● Aim of the task:
The lines below that include the word "cone" are to be reported.
++++ Input material
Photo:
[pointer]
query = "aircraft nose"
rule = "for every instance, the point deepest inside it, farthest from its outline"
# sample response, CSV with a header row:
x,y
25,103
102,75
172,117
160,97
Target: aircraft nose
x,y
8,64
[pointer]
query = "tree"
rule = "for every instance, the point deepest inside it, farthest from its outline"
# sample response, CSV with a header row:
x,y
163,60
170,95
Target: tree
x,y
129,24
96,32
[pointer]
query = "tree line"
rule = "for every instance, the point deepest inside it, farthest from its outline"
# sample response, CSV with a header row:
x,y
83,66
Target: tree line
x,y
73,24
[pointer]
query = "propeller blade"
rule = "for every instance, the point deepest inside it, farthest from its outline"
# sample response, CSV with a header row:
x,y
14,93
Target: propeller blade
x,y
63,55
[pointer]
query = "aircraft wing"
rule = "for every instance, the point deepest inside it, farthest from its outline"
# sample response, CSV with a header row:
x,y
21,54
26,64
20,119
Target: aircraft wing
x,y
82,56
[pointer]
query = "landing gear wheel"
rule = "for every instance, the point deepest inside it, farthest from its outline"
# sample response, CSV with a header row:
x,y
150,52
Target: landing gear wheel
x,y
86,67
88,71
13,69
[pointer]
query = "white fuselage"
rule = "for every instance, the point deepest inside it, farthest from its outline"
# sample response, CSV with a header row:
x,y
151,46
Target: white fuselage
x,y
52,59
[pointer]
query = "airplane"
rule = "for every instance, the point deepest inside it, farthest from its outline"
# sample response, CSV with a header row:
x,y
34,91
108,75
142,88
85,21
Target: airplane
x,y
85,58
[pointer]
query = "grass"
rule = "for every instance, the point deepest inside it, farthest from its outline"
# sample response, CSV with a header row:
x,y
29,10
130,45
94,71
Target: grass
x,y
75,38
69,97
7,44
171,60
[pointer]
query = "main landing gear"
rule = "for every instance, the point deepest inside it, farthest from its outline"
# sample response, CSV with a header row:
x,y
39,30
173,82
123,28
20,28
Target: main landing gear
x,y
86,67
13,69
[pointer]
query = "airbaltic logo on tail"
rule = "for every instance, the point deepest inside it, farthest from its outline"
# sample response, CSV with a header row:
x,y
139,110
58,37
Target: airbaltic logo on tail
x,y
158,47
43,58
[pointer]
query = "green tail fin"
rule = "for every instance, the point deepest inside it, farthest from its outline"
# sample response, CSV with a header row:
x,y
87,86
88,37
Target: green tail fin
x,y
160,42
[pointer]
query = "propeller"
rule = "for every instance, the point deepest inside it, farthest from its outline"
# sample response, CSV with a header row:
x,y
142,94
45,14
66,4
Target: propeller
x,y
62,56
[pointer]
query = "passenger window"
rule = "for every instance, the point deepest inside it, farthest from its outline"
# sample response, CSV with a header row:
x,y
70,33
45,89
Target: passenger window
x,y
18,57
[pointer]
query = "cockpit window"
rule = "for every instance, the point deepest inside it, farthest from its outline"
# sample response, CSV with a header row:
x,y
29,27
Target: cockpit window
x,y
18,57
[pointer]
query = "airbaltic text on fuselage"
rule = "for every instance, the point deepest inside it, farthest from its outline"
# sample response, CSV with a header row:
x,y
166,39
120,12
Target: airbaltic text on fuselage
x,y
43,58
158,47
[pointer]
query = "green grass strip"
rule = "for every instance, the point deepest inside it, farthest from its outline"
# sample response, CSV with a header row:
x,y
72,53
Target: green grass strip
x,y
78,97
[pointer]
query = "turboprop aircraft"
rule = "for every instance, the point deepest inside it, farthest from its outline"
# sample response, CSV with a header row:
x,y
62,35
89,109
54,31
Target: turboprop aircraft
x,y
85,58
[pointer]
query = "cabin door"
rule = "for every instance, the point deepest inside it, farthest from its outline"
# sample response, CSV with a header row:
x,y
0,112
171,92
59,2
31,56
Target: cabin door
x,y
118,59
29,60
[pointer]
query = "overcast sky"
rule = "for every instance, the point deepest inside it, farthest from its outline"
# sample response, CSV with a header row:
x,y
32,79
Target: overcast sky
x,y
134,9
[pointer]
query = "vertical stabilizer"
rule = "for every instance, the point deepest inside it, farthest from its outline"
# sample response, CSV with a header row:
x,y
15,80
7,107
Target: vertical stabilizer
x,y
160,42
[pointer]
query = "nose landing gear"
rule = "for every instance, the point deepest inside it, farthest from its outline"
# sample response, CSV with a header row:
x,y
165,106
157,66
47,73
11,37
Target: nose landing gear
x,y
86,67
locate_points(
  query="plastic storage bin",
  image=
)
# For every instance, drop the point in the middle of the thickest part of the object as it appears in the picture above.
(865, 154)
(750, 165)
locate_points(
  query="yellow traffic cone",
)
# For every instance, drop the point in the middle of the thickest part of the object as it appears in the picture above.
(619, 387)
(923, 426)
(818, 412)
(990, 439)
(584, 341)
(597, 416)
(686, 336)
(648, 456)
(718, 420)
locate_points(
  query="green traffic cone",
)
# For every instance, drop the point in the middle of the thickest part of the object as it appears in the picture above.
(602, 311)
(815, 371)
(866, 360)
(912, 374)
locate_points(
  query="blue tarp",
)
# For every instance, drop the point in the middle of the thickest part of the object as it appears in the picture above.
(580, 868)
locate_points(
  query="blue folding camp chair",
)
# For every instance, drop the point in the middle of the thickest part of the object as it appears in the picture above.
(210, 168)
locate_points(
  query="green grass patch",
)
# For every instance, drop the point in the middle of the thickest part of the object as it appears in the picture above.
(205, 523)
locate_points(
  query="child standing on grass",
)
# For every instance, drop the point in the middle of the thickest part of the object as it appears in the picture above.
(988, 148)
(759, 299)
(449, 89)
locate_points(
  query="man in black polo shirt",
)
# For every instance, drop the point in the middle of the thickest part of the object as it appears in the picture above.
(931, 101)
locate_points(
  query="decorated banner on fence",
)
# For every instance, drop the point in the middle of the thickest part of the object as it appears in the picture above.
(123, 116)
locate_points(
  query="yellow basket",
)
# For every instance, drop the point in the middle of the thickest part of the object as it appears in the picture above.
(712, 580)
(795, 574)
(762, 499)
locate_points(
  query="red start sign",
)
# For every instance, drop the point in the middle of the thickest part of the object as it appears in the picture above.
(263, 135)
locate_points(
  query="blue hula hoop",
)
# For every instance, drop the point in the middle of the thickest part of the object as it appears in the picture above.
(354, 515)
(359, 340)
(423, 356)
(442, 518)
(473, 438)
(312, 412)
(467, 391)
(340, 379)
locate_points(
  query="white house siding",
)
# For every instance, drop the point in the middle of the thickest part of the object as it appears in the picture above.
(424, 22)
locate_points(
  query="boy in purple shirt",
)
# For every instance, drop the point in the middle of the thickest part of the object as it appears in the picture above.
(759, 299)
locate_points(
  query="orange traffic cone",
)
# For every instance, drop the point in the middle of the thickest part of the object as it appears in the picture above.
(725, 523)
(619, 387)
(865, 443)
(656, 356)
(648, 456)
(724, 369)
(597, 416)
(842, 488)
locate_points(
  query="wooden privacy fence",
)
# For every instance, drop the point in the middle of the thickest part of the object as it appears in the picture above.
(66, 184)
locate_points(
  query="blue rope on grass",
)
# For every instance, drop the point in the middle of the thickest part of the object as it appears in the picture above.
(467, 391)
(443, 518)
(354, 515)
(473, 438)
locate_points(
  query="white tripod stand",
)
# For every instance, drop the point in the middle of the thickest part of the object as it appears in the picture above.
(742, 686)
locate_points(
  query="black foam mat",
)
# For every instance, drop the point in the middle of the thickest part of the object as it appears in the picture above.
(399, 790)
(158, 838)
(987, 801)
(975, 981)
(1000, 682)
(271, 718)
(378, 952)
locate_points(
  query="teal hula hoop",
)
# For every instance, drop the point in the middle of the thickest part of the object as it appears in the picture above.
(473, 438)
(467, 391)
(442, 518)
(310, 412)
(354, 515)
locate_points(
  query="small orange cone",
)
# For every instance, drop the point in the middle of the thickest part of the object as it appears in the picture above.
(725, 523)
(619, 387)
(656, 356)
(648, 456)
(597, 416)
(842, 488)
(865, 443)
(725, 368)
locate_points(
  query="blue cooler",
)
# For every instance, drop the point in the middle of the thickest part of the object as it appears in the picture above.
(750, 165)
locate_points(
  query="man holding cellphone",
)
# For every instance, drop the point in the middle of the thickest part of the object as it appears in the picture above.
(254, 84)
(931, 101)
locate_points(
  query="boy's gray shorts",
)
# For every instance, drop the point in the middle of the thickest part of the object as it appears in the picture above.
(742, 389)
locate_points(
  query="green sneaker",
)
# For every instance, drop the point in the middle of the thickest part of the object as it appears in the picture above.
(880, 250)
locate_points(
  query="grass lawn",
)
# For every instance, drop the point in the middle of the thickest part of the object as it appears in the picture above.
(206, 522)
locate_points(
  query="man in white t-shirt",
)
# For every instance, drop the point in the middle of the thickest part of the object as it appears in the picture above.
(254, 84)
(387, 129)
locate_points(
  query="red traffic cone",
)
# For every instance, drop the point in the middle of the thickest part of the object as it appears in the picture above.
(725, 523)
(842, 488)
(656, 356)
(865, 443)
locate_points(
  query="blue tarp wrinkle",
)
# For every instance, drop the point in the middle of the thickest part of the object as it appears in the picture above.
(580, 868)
++++++++
● Response box:
  query="yellow traffic cone",
  query="green traffic cone",
  query="orange traffic cone",
  query="small orange cone",
  query="red traffic cone",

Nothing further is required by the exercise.